Document extract ▸
+===+

Also, Article 368 of the Indian Constitution that states the procedure through which Parliament can amend by way of addition, variation or repeal of any provision of the Constitution in accordance with the procedure established (Clause 1) does not directly apply to J&K (Sampat Prakash vs state of Jammu and Kashmir, 1968). Amendment to the Indian Constitution (done under Article 368) will apply to J&K only if such amendment is extended to the state by a presidential order under Article 370.

Irrespective of where one stands on the debate, it's more than time to ask some important questions and, by extension, offer some real solutions that would forever do away with the chimera that has long persisted.

When Jammu and Kashmir is an integral part India, be it through the simple reading of the accession by Maharaja Hari Singh, or the Preamble of the Constitution of J&K formed by the Constituent Assembly, then why must we persist with a provision that causes much doubt among the domiciles of the state and gives impetus to separatist movements that are backed by the same country (Pakistan) that tried to forcibly take this region — the very reason why the accession happened in the first place?

+===+

Raw data ▸
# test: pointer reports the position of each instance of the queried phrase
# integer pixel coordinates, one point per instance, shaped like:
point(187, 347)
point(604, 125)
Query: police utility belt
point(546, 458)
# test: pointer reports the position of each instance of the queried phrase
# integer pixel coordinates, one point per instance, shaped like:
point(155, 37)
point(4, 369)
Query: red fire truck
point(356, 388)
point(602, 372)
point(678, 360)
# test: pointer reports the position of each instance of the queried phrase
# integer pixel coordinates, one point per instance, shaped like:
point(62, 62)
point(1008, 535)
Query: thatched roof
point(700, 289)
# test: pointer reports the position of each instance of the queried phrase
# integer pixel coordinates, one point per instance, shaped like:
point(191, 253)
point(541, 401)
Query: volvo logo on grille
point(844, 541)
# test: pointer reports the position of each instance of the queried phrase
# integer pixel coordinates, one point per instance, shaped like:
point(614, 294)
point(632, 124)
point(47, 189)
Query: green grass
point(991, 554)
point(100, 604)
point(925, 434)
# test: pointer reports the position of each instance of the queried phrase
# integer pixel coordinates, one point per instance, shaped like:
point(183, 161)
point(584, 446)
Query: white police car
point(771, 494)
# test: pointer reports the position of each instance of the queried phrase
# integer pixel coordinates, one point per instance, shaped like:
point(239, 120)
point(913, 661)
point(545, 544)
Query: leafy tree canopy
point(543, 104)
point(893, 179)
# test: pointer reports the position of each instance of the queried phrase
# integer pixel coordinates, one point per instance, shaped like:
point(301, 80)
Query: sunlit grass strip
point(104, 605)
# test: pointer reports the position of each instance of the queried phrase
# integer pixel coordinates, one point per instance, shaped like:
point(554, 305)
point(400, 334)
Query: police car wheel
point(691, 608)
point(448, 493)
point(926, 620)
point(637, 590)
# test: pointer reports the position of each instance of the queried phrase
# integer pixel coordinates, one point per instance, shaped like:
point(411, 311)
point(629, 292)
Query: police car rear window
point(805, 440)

+===+

The tasks ▸
**1.** Repeat word for word the part of the Article 370 text running from "Irrespective of where" down to "has long persisted.".
**2.** Go on with the text on Article 370 and Jammu and Kashmir, starting after its final sentence.
You can leave the lines aside.

Task answers ▸
**1.**
Irrespective of where one stands on the debate, it's more than time to ask some important questions and, by extension, offer some real solutions that would forever do away with the chimera that has long persisted.

**2.**
When India under Nehru was "intolerant" enough to jail Sheikh Abdullah for allegedly joining hands with Pakistan for a call for 'Plebiscite Front' then how is it that today, nearly 72 years down, we still persist in keeping the strife alive by not taking legal recourse against separatist calls by leaders such as Syed Ali Shah Geelani and the ilk?

Every new day is an opportunity to undo the horrors of the past and for that maybe one might have let go of passion for as Abraham Lincoln suggested, passion helps us but it's reason — cold, calculating, unimpassioned reason — that must furnish all the materials for our future support and defence.